REQUIREMENTS :: Copy out the data exactly, leaving the pictures behind.

INPUT DATA ::

══════════════════════════════

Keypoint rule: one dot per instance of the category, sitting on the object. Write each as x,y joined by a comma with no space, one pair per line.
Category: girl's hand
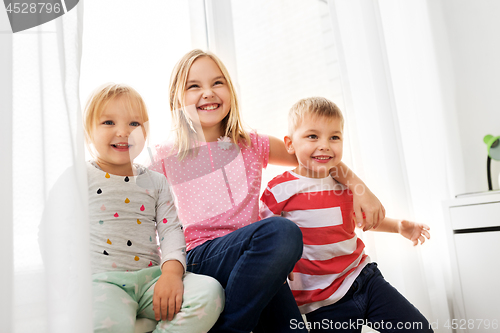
414,231
167,296
368,210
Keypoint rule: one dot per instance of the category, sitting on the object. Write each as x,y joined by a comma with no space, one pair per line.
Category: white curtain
47,272
402,127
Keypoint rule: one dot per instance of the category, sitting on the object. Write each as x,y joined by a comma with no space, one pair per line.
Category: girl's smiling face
118,137
207,91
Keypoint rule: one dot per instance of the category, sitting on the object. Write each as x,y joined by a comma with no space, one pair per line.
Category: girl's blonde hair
100,98
185,133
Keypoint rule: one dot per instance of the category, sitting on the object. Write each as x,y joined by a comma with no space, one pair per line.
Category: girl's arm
410,230
365,202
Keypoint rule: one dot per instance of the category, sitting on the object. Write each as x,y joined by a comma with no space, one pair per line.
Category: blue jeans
373,301
252,264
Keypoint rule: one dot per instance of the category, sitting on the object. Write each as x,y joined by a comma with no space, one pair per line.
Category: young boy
334,283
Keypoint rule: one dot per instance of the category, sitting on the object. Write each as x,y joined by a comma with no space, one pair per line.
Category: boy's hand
414,231
167,296
368,210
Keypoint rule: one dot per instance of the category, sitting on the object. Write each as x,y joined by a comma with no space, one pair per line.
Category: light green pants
121,297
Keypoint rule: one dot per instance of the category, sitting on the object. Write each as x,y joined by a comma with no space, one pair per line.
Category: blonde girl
130,207
215,168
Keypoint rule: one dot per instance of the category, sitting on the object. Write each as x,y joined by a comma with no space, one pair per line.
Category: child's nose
123,131
323,145
207,93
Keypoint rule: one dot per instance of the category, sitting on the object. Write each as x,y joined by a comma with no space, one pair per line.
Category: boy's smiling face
317,143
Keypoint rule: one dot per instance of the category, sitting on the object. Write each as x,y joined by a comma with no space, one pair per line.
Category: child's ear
288,145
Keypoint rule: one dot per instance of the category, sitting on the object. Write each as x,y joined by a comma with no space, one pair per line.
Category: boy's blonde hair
185,134
315,107
100,98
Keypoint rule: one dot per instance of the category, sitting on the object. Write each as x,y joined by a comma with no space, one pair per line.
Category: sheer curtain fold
51,280
402,131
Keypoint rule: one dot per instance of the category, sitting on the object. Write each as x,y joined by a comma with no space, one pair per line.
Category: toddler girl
215,168
130,207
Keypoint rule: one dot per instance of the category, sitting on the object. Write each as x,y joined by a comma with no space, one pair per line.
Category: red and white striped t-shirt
333,255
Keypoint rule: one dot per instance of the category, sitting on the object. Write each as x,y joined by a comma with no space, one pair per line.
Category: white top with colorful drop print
126,215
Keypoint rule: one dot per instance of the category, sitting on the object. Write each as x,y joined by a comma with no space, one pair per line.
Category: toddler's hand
167,296
414,231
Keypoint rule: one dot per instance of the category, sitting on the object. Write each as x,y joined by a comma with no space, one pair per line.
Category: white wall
472,28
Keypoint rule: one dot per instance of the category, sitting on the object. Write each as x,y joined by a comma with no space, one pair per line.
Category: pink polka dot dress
216,191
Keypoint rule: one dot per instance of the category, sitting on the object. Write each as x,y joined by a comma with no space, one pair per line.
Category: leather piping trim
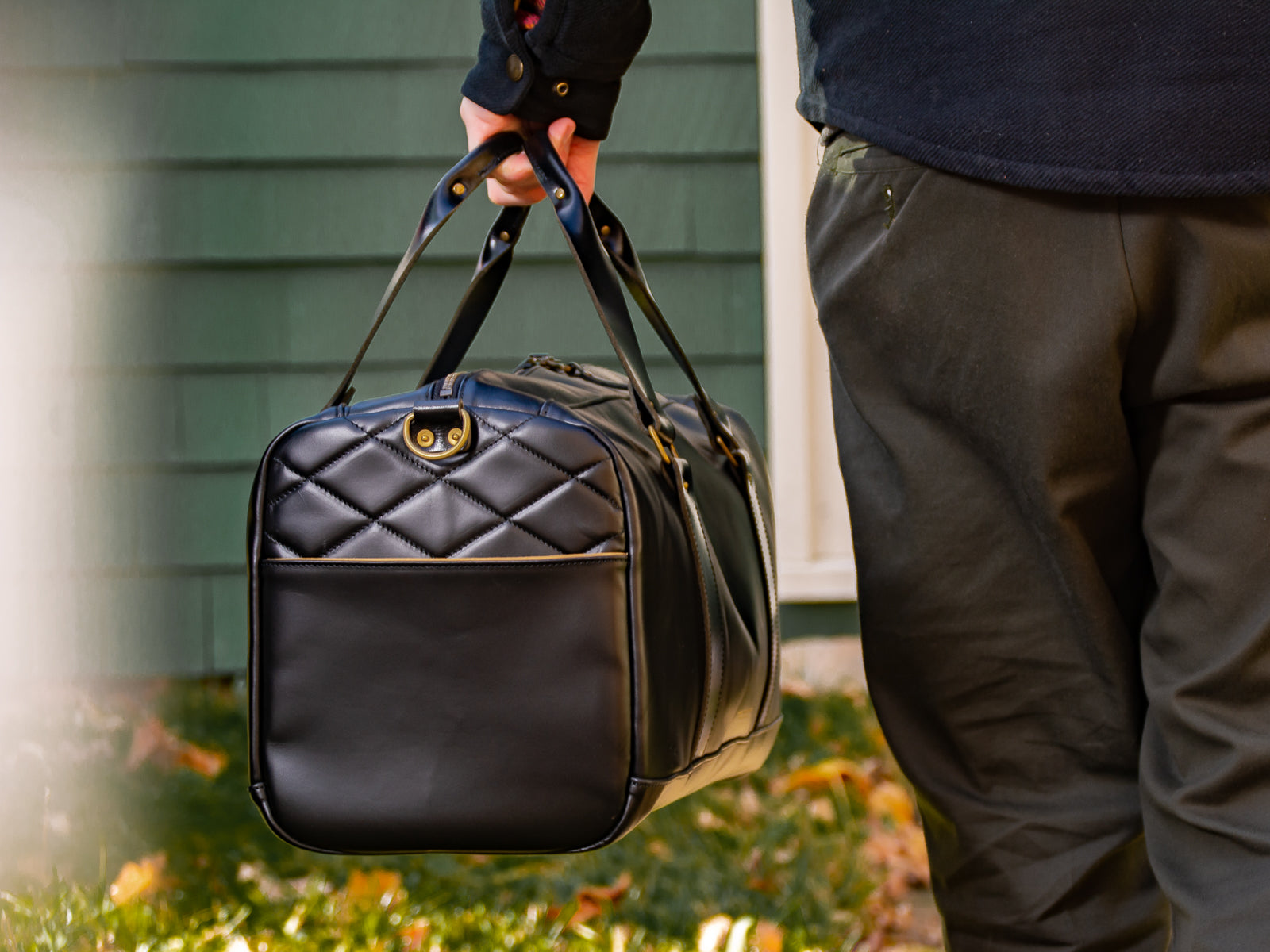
704,762
641,793
579,556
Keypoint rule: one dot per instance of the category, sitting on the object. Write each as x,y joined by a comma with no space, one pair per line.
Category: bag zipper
448,385
569,368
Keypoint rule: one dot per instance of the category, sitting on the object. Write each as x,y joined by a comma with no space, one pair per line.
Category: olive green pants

══════════════════════════════

SOLUTION TO THIS PROBLEM ::
Keypoint rule: one dot per instance of the category, sitting on the object. Write each as x,y joined by a comma with no space, one pair per line.
Category: girl's hand
414,231
167,296
368,210
Keypoint rule: one dot per instance of the category, sitting on the object. Write each as x,y joined by a comma with no space, one pair per line.
Category: white curtain
47,272
402,127
Keypoint rule: one dot per instance of the category, sitting on the object. Write each as x,y joined by a comma with no space, one pair per line.
Category: girl's smiling face
118,137
207,91
Keypoint rule: one dot per instance of the category, sitting on the object. Write each as x,y joined by a comma with no space, one pair per line.
Category: girl's blonde hair
100,98
185,133
Keypoint rule: one dot per instance of the category, sitting on the object. Write each as x,y joined by a comma with no space, one pair per line.
Category: girl's arm
410,230
365,202
Keypoint rule: one dot per instance of the category, sitting on the object. Write each as x,y joined by a comma with no space, one pair per line.
Category: blue jeans
373,301
252,264
Keypoint rule: one dot per instance of the category, sitting on the object. Write each as x,y joined by a comma with no space, one pair per line.
Category: young boy
334,283
Keypoint rule: one dot per instance of the category, sitting on the object. Write each as x,y joined by a comma with no space, one pair per line.
Category: boy's hand
414,231
167,296
368,210
Keypoint rule: one dot per instance of the category, sitting on the object. Write each as x,y joined by a comma with no space, one pair per line.
Category: light green pants
121,297
Keypoint rule: one dot per instance of the category, sitting on the object. Write each as x,y joined by a comma with no space, one pair per line.
Category: blonde girl
130,207
215,168
Keypoint rule: one dot per instance of the category, sitting on the object. Write each as x,y joined by a comma with no space, one pair per line.
Category: child's nose
123,131
323,145
207,93
Keypoint rule: one dot per instance of the category, sitting on the object. Write each as x,y joined by a comma with no space, one pair per line.
Category: boy's smiling face
317,143
Keypoint rule: one dot per instance of the category, sitting on the object. Write each as x,y joined by a comma with no space, one pair per line.
Category: child's ear
288,145
Keypoint rule: one dot per instance of the category, sitting on the object. Write each as x,y joined by a comma with no space, one pair per line.
Category: boy's blonde hair
185,134
315,107
100,98
Keypoint rule: one dot per instance of the category, sitting on the object. Write each as x,y joined by a comma with no space, one pair per line.
Category: sheer curtain fold
51,280
402,131
Keypoint rule: one dot per instance of the category, sitting on the object. Write each as x,y joined by a comma with no space, one pair per line.
Category: toddler girl
215,168
130,207
Keypoint rule: one dot per instance of the category, sitting on the object. Write each as x,y joined by a comma with no space, one pair per line.
Category: red and white striped t-shirt
333,255
Keypoint rule: one dot per instance of the category, sitting on the object. Write each as x,y joined by a comma with no space, one pair per line.
Category: white top with colorful drop print
126,215
Keypoint rule: one dot per instance of the category, sitting on the object. Write each as x,y joined by a comma with no space, one pair per line.
Category: toddler's hand
167,296
414,231
Keypoint rule: one dot per instance of the category, sitting on the object. Write each as x,y joined by a comma with no space, one pair per line.
Category: white wall
472,28
Keypoint rule: one dot per instance of the category, sitting on the object. Write each as x,y joined by a comma with no space, one pair per line.
Category: pink polka dot dress
216,191
Keypoint rule: one dot per instance of the category, sitting on the object. Write each as x,y joined by a comma with no space, one pair per line.
Category: leather piping trim
704,762
641,793
579,556
Keypoint rule: one dot per instance of the category, sitting on the object. Write each as x,y joined by a comma with no space, one pair per line.
Category: bag zipper
448,385
569,368
Keypoint rule: one dot per instance of the category, sitting on the object. Write each as x,y joined by a comma with no space, one pair per line.
Category: olive green pants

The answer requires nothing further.